Pierwsza faza badań klinicznych dowiodła, że testowy preparat AST-005 jest bezpieczny w stosowaniu i przynosi poprawę pacjentom dotkniętym łuszczycą. Wstępne wyniki przedstawiono podczas zjazdu Amerykańskiego Towarzystwa Chemicznego w Filadelfii.
Testy rozpoczęły się w kwietniu tego roku. – Te badania kliniczne umożliwiają naszym naukowcom ocenę bezpieczeństwa stosowania preparatu AST-005 i udowodnienie, że proponowana przez nas technologia może być użyta do punktowej terapii kwasami nukleinowymi – mówił dr David Giljohann, szef firmy Exicure, która przygotowała lek.

Twoje zadanie. Na jakim wydarzeniu przedstawiono wstępne wyniki badań według tekstu o preparacie AST-005? Wiersze pochodzą z innego źródła niż tekst o preparacie AST-005.

Dane do analizy.
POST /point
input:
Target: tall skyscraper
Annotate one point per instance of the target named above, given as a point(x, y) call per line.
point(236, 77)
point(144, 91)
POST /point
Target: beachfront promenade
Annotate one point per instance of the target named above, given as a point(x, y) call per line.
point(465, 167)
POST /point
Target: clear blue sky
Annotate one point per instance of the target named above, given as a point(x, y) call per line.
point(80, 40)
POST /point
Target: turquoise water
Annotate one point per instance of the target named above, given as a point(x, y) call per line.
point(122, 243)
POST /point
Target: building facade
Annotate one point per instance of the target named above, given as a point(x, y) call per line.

Rozwiązanie zadania. Na zjeździe Amerykańskiego Towarzystwa Chemicznego w Filadelfii.